What you will do
An exact transcription is needed, starting with the line that contains "like x=646, y=77." and ending with the last line of the records.
[Start of Attachment]
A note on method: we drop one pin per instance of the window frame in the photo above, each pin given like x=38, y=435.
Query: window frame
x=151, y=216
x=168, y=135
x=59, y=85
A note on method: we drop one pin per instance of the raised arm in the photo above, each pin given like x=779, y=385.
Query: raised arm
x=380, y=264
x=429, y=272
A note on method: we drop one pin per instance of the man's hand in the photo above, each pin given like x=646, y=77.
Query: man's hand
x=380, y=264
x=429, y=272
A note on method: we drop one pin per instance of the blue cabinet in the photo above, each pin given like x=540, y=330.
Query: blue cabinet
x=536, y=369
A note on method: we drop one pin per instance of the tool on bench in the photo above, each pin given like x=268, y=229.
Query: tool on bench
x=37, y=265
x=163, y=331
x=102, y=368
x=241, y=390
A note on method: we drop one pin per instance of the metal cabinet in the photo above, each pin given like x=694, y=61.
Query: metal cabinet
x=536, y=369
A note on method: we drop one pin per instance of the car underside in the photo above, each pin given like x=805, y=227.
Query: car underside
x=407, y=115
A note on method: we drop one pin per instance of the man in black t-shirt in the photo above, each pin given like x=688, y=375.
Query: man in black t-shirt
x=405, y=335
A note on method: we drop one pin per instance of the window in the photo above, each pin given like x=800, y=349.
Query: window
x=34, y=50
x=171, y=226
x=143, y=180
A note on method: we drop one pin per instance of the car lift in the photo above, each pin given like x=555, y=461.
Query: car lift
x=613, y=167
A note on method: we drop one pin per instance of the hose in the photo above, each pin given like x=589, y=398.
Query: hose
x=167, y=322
[End of Attachment]
Task response
A note on method: we drop one pin per instance of the man's hand in the photo above, each pin given like x=646, y=77.
Query: man's hand
x=380, y=264
x=429, y=272
A note on method: we drop one pin per instance of the blue cabinet in the photo above, each pin given like x=540, y=330.
Query: blue cabinet
x=536, y=369
A note on method: we drop one pin per instance of the tool on bench in the photo above, each pin given like x=268, y=229.
Query: tool on bench
x=37, y=265
x=163, y=331
x=102, y=368
x=241, y=390
A note on method: we drop one pin per instance of the metal cabinet in the photo above, each pin given like x=694, y=61.
Query: metal cabinet
x=536, y=369
A note on method: we drop one pin per instance of the car underside in the photo above, each pin given like x=805, y=227.
Query: car underside
x=407, y=115
A note on method: we drop one pin per instance of the man in black t-shirt in the photo above, each pin given like x=688, y=375.
Query: man in black t-shirt
x=405, y=335
A note on method: we drop one pin per instance of the window in the photo above, each pin given like x=800, y=349.
Query: window
x=34, y=50
x=171, y=226
x=143, y=180
A note on method: we drop one pin per instance of the car lift in the photo above, each pin given like x=555, y=461.
Query: car lift
x=613, y=167
A note on method: we drop one pin per instance of the hose in the photo above, each pin given like x=589, y=398.
Query: hose
x=167, y=322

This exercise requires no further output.